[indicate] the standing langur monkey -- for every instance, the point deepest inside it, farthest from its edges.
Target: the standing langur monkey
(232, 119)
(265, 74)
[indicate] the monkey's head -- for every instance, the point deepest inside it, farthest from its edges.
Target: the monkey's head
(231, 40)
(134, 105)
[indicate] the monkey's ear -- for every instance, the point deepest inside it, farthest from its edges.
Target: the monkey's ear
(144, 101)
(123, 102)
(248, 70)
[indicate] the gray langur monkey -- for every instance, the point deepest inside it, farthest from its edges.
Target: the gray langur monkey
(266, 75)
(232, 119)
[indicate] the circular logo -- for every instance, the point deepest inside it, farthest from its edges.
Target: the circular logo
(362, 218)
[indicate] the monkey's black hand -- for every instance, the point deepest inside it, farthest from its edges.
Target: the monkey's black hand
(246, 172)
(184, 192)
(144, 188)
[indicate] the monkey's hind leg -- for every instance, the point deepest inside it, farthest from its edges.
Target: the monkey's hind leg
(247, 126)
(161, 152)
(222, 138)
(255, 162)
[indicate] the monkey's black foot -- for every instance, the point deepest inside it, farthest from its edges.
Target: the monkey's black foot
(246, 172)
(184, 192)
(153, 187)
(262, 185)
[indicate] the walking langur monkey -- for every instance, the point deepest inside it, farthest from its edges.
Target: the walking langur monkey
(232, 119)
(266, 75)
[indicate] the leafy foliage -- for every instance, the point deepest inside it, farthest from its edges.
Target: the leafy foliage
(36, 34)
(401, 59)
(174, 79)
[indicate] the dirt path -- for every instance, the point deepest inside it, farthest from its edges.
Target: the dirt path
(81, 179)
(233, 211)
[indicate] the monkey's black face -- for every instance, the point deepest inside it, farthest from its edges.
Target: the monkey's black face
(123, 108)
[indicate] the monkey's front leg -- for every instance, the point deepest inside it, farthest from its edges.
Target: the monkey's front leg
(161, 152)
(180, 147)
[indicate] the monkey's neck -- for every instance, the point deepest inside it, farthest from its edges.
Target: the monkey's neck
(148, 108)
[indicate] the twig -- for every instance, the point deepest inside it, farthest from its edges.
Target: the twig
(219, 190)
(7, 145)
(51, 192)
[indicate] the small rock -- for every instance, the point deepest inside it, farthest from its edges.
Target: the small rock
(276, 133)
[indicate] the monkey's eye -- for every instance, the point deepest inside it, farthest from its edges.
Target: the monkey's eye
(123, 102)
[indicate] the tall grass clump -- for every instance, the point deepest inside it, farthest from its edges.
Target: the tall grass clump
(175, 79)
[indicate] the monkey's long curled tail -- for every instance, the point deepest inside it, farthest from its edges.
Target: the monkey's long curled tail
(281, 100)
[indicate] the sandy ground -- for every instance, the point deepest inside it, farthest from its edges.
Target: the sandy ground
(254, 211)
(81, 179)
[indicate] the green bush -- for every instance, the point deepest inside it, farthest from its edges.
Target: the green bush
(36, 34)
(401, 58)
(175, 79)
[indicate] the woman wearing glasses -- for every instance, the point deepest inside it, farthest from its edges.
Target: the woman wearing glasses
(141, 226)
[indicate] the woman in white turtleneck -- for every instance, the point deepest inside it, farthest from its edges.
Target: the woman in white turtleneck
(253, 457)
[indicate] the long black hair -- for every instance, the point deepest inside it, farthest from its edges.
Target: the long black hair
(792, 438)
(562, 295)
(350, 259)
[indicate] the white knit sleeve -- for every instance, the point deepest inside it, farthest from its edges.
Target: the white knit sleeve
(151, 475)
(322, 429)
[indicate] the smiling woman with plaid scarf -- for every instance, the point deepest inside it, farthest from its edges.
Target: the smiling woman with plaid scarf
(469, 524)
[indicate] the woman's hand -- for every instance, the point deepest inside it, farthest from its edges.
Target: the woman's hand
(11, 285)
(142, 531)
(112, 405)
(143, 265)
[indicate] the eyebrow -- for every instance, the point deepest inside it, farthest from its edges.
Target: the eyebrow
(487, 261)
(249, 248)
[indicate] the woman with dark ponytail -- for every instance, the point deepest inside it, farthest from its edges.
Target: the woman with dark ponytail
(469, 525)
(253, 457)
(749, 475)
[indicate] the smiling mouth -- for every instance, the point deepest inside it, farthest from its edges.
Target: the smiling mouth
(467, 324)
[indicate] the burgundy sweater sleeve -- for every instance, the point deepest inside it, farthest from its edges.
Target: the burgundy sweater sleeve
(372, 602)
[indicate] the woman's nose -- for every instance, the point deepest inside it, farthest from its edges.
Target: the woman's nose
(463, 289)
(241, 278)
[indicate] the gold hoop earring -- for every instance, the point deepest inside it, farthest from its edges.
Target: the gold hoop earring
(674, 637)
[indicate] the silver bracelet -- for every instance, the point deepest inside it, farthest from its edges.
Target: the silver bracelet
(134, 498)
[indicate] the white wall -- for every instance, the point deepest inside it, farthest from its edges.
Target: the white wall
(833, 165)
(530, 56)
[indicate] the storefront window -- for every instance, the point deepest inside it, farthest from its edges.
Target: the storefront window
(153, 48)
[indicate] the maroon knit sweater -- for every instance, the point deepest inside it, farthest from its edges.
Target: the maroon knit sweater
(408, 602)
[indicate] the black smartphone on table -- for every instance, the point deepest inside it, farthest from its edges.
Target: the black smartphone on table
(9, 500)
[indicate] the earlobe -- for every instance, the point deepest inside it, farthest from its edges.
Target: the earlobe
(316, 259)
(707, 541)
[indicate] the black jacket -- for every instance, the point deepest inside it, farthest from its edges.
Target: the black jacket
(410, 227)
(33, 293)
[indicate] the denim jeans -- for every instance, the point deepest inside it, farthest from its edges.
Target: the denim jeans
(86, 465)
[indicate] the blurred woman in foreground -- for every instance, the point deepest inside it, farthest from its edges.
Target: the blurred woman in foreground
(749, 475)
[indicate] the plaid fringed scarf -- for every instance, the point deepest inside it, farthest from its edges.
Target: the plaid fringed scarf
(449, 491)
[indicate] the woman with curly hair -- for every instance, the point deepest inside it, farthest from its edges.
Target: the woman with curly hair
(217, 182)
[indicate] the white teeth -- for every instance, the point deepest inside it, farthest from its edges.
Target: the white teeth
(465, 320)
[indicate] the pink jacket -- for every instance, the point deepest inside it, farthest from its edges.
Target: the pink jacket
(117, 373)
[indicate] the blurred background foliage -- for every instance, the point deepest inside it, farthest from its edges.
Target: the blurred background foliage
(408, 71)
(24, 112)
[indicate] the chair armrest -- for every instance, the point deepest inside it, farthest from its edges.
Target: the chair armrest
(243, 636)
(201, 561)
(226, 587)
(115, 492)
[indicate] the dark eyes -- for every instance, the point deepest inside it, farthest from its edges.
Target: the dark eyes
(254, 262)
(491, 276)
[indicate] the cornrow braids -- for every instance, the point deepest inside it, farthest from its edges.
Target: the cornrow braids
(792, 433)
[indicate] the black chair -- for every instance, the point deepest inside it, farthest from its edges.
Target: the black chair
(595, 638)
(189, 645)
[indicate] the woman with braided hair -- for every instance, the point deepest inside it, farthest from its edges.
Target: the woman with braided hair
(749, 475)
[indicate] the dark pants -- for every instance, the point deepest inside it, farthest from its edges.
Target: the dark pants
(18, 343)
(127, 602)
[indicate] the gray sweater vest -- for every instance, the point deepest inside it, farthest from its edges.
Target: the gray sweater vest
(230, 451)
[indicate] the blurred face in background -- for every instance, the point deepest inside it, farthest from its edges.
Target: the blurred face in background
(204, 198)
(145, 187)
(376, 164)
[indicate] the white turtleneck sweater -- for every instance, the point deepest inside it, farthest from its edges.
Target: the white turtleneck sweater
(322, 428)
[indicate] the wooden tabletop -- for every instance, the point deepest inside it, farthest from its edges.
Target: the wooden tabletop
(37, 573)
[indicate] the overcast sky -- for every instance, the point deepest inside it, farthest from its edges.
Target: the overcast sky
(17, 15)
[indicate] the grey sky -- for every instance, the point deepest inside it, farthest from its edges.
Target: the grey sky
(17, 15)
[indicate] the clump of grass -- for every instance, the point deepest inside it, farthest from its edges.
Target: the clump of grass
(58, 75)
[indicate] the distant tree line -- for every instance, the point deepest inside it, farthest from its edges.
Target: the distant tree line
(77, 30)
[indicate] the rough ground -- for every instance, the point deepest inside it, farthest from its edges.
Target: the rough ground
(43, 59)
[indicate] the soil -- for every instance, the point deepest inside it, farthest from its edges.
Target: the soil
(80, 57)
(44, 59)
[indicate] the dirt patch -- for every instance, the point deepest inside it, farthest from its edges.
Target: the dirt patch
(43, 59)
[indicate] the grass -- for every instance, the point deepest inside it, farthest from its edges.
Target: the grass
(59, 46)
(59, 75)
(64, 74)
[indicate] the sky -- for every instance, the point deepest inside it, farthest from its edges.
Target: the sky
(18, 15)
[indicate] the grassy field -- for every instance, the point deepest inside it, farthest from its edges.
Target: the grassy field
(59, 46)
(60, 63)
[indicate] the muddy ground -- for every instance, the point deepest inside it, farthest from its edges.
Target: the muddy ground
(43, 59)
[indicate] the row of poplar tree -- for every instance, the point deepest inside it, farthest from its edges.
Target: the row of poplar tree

------------------------------------

◆ WHAT IS EXPECTED
Determine how many lines of this listing contain "poplar", and give only the number.

◆ RESPONSE FOR THIS EXERCISE
2